I ostatnie: jak już gotujesz..
..to gotuj na zapas, odłóż porcję na jutro a resztę wrzuć do zamrażarki, Podzielone na pojedyncze porcje, najlepiej opisane co to jest i kiedy było zamrożone. Możesz nie pamiętać po kilku tygodniach czy to czerwone co zamroziłaś to zupa pomidorowa czy fasolka w sosie pomidorowym.
Do mrożenia nadaje się wiele dań: wywary i zupy, zapiekanki makaronowe, sosy do makaronu, pesto, dania z mięsem i rybą itd.
Jeśli gotujesz tylko na teraz to wybieraj dania na szybko albo takie które możesz szybko przygotować a potem wstawić do pieca albo na ogień do wolnego gotowania lub duszenia. Odpuść sobie panierowanie i smażenie kotletów, lepienie pierogów, mieszanie budyniu żeby nie miał grudek, naleśniki i placki których musisz usmażyć cały talerz.
Jak masz czasami ochotę, siły i czas to oczywiście nie zabraniam, ale podejrzewam że na co dzień sprawdzą się raczej: makarony i kasze z sosem warzywnym i dodatkiem sera (np. fety czy mozzarelli), gulasze warzywne z dodatkiem mięsa czy ryby albo strączków (mogą być z puszki), zapiekane mięso i ryba, sałatki, sandwiche i panini (takie zapiekane kanapki).
+===+
(POLECENIE 1) Wyjaśnij w jednym do trzech zdań, dlaczego fragment o gotowaniu na zapas zaleca opisywać zamrażane porcje.
Tekst i rekordy nie są ze sobą powiązane.
+===+
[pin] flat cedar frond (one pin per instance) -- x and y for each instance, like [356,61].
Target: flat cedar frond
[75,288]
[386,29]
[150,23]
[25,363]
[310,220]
+===+
(POLECENIE 2) Wyodrębnij wszystkie wiersze rekordów i przepisz je bez żadnych zmian.

(ROZWIĄZANIE 1) Porcje warto opisać, podając, co to jest i kiedy zostało zamrożone, bo po kilku tygodniach można nie pamiętać, co się zamroziło. Czerwone danie może być na przykład zupą pomidorową albo fasolką w sosie pomidorowym.

(ROZWIĄZANIE 2)
[pin] flat cedar frond (one pin per instance) -- x and y for each instance, like [356,61].
Target: flat cedar frond
[75,288]
[386,29]
[150,23]
[25,363]
[310,220]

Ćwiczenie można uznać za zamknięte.